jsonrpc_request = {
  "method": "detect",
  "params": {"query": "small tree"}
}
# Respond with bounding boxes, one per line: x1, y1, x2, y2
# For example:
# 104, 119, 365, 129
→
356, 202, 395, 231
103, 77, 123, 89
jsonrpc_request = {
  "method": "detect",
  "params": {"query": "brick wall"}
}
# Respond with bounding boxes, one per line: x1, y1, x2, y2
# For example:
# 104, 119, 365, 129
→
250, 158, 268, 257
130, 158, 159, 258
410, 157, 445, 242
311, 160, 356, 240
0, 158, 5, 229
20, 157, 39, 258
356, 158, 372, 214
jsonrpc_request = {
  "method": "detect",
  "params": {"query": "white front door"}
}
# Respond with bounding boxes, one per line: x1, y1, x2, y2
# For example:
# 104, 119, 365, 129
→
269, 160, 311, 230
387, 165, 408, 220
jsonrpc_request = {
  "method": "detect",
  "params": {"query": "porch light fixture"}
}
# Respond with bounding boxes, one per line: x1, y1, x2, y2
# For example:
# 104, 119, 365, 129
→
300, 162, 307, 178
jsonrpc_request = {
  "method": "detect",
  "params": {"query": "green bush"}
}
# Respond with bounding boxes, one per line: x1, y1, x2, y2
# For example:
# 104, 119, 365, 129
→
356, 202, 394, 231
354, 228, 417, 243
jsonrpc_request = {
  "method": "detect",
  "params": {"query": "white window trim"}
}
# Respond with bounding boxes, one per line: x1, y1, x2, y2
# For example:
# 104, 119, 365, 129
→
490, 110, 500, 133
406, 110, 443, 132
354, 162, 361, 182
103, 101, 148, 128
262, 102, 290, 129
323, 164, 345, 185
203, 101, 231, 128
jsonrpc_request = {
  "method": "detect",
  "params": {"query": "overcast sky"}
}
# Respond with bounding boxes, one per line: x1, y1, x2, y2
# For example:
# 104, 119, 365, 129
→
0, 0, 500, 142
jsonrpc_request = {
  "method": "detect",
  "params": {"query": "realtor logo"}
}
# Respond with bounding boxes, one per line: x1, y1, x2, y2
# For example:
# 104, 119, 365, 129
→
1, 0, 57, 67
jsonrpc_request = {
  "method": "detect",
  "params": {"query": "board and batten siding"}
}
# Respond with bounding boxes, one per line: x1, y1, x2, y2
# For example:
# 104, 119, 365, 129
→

____________________

Copy all of the records above again, line for line, with no changes.

jsonrpc_request = {
  "method": "detect",
  "params": {"query": "small tree"}
}
# Respond with bounding boxes, one per line: x1, y1, x2, y2
# For example:
# 104, 119, 365, 129
→
356, 202, 395, 231
103, 77, 123, 89
jsonrpc_request = {
  "method": "detect",
  "params": {"query": "brick wall"}
}
# Respond with bounding boxes, one per line: x1, y1, x2, y2
# For example:
# 104, 119, 365, 129
→
250, 158, 268, 257
130, 158, 159, 258
410, 157, 445, 242
311, 160, 356, 240
0, 158, 5, 229
20, 157, 39, 258
356, 158, 372, 214
jsonrpc_request = {
  "method": "detect",
  "params": {"query": "white front door"}
}
# Respond with bounding boxes, one per line: x1, y1, x2, y2
# For example:
# 104, 119, 365, 129
→
269, 160, 311, 230
387, 165, 408, 220
jsonrpc_request = {
  "method": "detect",
  "params": {"query": "porch light fixture"}
}
# Respond with bounding boxes, one per line: x1, y1, x2, y2
# For example:
# 104, 119, 365, 129
→
300, 162, 307, 178
jsonrpc_request = {
  "method": "detect",
  "params": {"query": "green bush"}
}
# Respond with bounding boxes, one per line: x1, y1, x2, y2
# For example:
# 104, 119, 365, 129
→
356, 202, 394, 231
354, 228, 417, 243
jsonrpc_request = {
  "method": "detect",
  "params": {"query": "white window trim"}
}
# Respond with bounding boxes, one per line: x1, y1, x2, y2
# For example:
# 104, 119, 365, 129
→
490, 110, 500, 133
406, 110, 443, 132
354, 162, 361, 182
103, 101, 148, 128
262, 102, 290, 129
323, 164, 345, 185
203, 101, 231, 128
jsonrpc_request = {
  "method": "detect",
  "params": {"query": "overcast sky"}
}
# Respond with bounding boxes, one per line: x1, y1, x2, y2
# For example:
# 104, 119, 365, 129
→
0, 0, 500, 142
jsonrpc_request = {
  "method": "detect",
  "params": {"query": "realtor logo"}
}
# Respond with bounding boxes, one per line: x1, y1, x2, y2
# For example:
# 104, 119, 365, 129
→
1, 0, 57, 67
jsonrpc_request = {
  "method": "detect",
  "params": {"query": "board and batten siding"}
}
# Respond with bounding boxes, one per line: x1, y1, x2, y2
# For example:
# 104, 119, 365, 129
→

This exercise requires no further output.